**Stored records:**
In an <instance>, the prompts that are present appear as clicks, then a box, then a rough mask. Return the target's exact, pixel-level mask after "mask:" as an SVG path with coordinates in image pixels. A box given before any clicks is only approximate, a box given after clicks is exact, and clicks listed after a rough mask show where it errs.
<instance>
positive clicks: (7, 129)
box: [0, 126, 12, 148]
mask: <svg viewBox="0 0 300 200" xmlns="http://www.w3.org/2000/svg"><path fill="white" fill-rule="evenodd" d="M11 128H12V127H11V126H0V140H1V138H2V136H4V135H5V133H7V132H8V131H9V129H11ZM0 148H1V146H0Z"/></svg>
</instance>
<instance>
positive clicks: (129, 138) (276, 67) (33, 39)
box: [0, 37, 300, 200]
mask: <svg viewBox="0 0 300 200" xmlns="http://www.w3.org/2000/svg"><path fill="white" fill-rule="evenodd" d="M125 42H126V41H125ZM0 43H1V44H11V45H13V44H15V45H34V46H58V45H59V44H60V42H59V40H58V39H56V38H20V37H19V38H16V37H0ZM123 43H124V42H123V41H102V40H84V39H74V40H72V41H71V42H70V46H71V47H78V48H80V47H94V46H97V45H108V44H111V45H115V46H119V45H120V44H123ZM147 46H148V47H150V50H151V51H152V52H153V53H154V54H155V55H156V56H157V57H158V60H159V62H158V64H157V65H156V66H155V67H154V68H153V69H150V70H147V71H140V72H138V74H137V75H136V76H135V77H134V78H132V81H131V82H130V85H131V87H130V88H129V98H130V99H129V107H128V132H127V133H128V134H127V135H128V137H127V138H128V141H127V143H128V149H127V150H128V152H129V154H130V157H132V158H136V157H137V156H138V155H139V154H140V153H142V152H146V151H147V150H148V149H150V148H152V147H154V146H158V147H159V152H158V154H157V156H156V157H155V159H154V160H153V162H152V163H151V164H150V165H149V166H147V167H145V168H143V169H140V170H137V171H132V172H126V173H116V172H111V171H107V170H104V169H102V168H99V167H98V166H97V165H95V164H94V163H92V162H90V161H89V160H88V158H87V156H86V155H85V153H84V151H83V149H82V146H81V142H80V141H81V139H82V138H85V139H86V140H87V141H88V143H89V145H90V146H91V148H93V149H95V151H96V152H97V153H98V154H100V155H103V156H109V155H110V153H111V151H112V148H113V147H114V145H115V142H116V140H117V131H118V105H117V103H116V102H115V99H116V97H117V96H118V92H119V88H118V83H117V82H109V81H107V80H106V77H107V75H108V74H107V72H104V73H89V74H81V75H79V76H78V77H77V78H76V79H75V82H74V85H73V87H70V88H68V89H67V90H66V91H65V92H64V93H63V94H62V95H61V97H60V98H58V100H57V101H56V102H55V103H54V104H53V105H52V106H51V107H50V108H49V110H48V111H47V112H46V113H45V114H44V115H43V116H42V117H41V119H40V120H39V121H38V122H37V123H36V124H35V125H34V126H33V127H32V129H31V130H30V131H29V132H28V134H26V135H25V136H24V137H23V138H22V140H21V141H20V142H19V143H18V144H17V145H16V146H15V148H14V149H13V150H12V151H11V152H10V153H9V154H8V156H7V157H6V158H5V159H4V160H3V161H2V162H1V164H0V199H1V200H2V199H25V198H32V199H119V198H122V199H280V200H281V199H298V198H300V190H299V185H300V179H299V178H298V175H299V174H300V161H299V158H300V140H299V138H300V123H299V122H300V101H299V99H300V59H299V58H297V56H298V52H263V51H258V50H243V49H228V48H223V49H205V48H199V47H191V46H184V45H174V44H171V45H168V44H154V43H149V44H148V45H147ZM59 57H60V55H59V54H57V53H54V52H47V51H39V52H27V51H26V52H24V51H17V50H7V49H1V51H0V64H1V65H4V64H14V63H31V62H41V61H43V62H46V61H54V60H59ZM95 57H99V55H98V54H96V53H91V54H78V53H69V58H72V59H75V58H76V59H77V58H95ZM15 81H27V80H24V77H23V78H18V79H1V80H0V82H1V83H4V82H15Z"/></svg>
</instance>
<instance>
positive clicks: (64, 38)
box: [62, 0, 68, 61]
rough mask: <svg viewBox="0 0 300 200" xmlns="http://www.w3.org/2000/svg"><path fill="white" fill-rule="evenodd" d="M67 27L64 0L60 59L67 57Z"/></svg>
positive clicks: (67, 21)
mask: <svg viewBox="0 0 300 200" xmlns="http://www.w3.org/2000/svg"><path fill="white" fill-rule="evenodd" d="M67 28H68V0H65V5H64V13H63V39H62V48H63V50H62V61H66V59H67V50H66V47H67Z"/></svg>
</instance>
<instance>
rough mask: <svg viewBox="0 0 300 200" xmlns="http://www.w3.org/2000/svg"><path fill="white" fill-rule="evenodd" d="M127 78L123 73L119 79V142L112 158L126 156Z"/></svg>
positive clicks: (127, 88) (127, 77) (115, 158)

**Activity:**
Show every line of the listing above that contains the string "clicks", copying each such line in full.

**Answer:**
In an <instance>, the prompts that are present appear as clicks, then a box, then a rough mask. Return the target's exact, pixel-level mask after "mask:" as an SVG path with coordinates in image pixels. A box given before any clicks is only approximate, a box given after clicks is exact, and clicks listed after a rough mask show where it errs.
positive clicks: (7, 129)
positive clicks: (129, 138) (276, 67) (33, 39)
positive clicks: (64, 38)
positive clicks: (67, 21)
positive clicks: (127, 88) (127, 77) (115, 158)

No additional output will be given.